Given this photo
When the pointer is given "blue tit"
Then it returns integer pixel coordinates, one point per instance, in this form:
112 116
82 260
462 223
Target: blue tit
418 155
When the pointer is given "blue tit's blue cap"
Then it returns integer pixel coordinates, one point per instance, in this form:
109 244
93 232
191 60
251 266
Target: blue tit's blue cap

**Aim of the task**
Every record should be given again exactly.

**Task solution**
Given this photo
When the pointer is given "blue tit"
Then it returns integer pixel coordinates, one point per instance, in this form:
112 116
82 260
462 223
Target: blue tit
418 155
When the pointer is given "blue tit's blue cap"
Then it returns integer pixel coordinates, one point per instance, in this form:
109 244
93 232
191 60
251 266
Target: blue tit's blue cap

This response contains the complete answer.